■ **Task inputs**:
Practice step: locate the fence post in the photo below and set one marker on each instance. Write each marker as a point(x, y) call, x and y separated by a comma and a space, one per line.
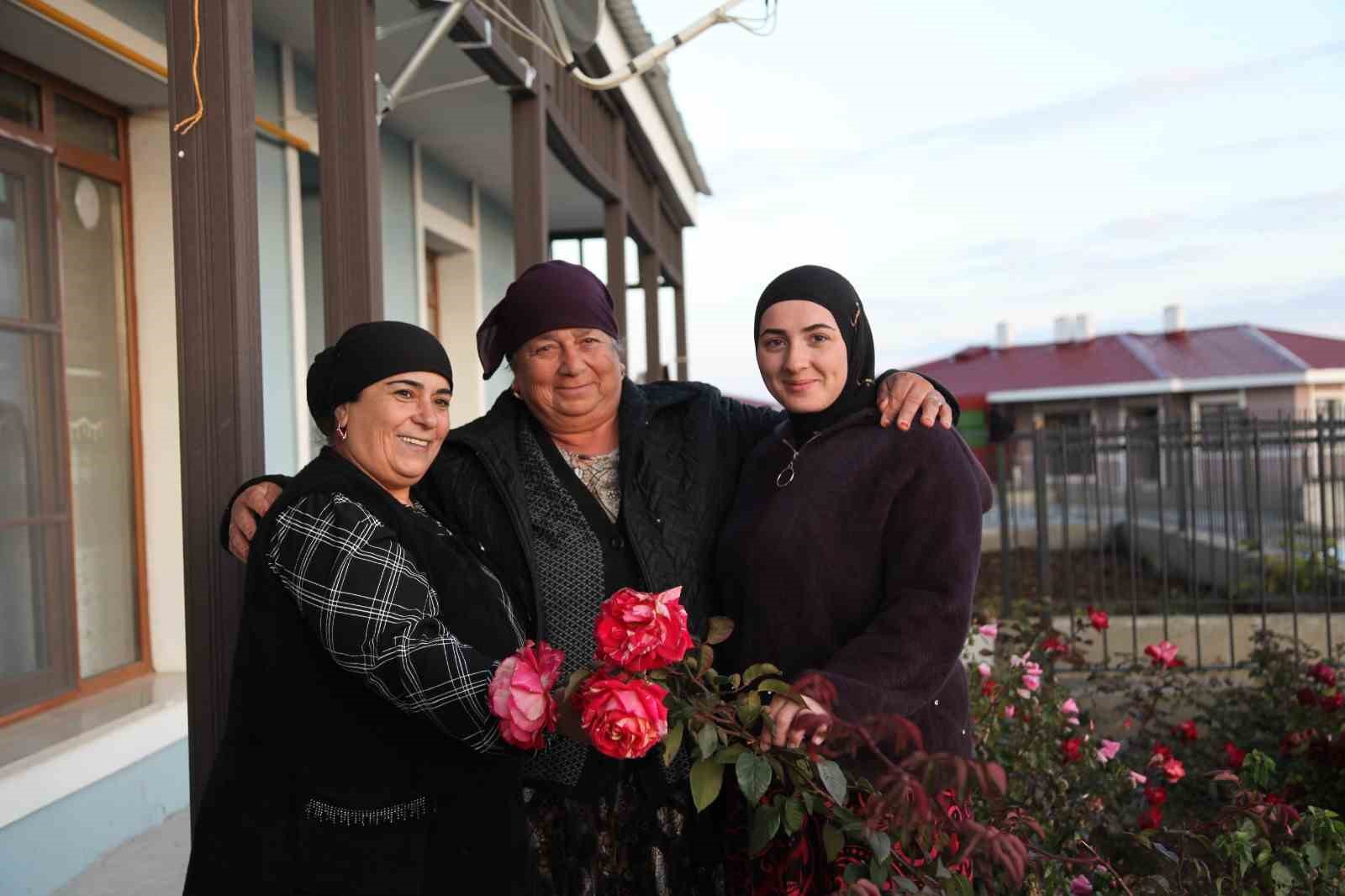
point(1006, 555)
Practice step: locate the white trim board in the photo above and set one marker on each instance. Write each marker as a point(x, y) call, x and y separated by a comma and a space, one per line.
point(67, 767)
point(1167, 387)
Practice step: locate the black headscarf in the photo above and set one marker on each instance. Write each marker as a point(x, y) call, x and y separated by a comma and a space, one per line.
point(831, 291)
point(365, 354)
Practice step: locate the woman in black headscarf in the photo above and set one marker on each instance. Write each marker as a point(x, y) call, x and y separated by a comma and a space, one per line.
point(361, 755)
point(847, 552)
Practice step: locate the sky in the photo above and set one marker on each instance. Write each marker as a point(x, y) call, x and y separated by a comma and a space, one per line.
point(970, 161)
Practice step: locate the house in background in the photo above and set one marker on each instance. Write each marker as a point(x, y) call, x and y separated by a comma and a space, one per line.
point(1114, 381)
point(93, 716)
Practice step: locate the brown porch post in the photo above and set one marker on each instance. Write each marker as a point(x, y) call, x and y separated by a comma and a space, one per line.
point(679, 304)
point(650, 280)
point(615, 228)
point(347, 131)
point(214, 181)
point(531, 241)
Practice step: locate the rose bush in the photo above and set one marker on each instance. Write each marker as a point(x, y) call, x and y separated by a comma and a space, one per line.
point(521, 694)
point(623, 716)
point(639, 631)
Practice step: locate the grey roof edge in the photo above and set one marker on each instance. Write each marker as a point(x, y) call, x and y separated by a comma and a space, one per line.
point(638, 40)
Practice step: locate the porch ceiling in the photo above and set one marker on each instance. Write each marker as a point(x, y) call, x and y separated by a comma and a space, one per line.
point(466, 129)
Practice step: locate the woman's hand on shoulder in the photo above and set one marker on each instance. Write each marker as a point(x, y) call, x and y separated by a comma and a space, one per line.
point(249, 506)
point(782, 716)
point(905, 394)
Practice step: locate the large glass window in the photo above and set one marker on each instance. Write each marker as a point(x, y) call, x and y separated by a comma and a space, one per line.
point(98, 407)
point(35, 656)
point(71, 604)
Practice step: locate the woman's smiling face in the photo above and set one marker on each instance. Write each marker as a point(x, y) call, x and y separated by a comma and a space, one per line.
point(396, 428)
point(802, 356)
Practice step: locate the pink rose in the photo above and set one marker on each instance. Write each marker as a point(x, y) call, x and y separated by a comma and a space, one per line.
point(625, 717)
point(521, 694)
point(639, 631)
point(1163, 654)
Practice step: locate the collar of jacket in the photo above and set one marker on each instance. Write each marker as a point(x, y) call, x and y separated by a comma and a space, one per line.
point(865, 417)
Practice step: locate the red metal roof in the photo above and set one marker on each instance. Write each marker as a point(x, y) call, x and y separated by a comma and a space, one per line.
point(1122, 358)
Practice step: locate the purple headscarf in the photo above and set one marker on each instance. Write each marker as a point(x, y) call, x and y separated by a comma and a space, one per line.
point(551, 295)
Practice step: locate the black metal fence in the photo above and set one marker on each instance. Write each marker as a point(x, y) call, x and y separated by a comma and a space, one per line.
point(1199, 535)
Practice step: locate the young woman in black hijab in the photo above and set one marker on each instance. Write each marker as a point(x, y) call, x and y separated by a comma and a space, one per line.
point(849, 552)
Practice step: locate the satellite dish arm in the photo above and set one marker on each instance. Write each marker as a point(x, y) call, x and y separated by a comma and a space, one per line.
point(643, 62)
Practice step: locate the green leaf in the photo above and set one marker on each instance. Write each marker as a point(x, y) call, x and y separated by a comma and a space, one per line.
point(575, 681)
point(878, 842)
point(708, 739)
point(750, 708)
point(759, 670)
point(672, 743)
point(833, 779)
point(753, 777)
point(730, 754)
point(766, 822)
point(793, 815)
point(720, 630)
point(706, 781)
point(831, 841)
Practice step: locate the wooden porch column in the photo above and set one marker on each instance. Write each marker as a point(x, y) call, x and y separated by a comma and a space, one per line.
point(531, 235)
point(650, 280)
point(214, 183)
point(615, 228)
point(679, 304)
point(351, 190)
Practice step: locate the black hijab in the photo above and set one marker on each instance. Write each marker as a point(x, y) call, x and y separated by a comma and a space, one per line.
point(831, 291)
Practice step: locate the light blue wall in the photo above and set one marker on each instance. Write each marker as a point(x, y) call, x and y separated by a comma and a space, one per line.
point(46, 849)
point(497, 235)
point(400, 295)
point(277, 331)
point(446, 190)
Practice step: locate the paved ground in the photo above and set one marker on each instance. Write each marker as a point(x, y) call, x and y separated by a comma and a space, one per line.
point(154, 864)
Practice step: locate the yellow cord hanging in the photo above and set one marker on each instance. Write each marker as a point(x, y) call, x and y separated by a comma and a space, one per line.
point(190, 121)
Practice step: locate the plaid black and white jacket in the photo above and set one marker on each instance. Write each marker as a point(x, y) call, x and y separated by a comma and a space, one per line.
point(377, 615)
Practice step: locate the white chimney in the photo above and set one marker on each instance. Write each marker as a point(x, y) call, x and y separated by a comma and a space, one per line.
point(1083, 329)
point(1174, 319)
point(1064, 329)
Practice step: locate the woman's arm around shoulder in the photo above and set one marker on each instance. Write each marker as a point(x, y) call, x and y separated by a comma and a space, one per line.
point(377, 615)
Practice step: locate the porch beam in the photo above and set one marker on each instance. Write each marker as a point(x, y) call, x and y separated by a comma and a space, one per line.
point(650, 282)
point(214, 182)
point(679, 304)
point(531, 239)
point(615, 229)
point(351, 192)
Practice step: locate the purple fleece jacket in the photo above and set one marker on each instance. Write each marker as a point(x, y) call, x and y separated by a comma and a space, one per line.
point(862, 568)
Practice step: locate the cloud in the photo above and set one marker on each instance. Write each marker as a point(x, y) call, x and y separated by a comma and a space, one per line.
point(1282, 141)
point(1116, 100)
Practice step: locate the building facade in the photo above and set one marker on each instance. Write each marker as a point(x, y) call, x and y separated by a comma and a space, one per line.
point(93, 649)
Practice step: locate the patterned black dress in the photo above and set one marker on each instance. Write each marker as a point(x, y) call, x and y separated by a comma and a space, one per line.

* * *

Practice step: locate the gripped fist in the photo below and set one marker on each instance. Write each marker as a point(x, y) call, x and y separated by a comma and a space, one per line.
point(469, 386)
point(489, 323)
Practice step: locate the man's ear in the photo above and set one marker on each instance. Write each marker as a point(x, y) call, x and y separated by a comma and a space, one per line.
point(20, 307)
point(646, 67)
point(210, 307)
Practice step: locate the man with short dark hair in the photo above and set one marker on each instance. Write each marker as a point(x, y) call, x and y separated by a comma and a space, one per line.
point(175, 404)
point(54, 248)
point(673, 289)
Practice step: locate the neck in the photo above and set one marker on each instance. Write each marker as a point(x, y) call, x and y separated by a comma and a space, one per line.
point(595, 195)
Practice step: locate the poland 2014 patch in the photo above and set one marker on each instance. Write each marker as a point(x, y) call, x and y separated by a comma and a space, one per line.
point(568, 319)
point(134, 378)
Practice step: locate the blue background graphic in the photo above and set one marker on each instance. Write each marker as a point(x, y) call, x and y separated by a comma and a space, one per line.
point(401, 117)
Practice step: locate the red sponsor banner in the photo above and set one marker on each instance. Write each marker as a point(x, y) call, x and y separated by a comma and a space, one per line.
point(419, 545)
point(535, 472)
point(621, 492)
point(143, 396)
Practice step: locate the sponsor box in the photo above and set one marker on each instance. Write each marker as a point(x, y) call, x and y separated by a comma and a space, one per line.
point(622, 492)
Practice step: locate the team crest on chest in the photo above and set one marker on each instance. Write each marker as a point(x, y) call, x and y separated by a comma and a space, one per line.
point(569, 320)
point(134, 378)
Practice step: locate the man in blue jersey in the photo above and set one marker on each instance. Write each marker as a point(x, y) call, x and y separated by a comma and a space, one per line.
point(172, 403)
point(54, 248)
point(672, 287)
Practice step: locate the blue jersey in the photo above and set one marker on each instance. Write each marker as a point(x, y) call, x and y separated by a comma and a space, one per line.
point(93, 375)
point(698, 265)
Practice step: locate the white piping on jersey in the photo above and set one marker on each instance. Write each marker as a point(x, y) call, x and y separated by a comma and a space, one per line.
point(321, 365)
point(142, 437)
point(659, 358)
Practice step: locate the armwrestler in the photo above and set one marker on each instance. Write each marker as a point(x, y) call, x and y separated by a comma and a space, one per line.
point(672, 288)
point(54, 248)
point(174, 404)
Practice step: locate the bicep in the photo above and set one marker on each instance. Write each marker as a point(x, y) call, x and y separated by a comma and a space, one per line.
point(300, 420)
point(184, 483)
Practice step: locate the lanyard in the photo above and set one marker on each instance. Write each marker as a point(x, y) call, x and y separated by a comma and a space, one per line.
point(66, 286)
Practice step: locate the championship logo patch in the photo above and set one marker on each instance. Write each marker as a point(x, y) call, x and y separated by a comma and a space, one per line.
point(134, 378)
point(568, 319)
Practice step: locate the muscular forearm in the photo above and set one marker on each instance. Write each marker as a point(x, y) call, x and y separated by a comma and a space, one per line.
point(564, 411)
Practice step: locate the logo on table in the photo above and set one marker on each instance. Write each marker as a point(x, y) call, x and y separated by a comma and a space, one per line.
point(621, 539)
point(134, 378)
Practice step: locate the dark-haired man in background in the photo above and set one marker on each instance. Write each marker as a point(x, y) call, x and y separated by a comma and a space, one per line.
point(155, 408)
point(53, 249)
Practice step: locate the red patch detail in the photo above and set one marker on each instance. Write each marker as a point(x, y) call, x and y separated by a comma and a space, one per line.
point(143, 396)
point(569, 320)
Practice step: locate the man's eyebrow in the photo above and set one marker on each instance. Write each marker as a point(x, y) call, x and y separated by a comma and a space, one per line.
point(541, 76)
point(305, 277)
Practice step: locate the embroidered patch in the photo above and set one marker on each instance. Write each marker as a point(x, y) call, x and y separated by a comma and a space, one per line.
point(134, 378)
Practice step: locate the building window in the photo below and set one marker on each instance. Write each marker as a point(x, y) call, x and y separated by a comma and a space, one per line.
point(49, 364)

■ **What the exercise asks**: Copy out the material verbatim, everything from the line containing "Practice step: locate the fence" down to the line containing "point(365, 354)", both ends included. Leave the pictures out of your output.

■ **Written response**:
Practice step: locate the fence post in the photo below and set one marker on each instance. Write each marker as a point(x, y) call, x and y separated by a comma and a space, one per line.
point(1006, 555)
Practice step: locate the white trim board in the photo above and set one marker on each instance. Write each marker as a point(x, y) call, x and y separated by a comma and a space, one per line.
point(67, 767)
point(1167, 387)
Practice step: locate the black headscarf in the photo above and set one marker on each instance. Write each marker as a point(x, y) call, x and y separated by a comma and a space, one per line.
point(831, 291)
point(365, 354)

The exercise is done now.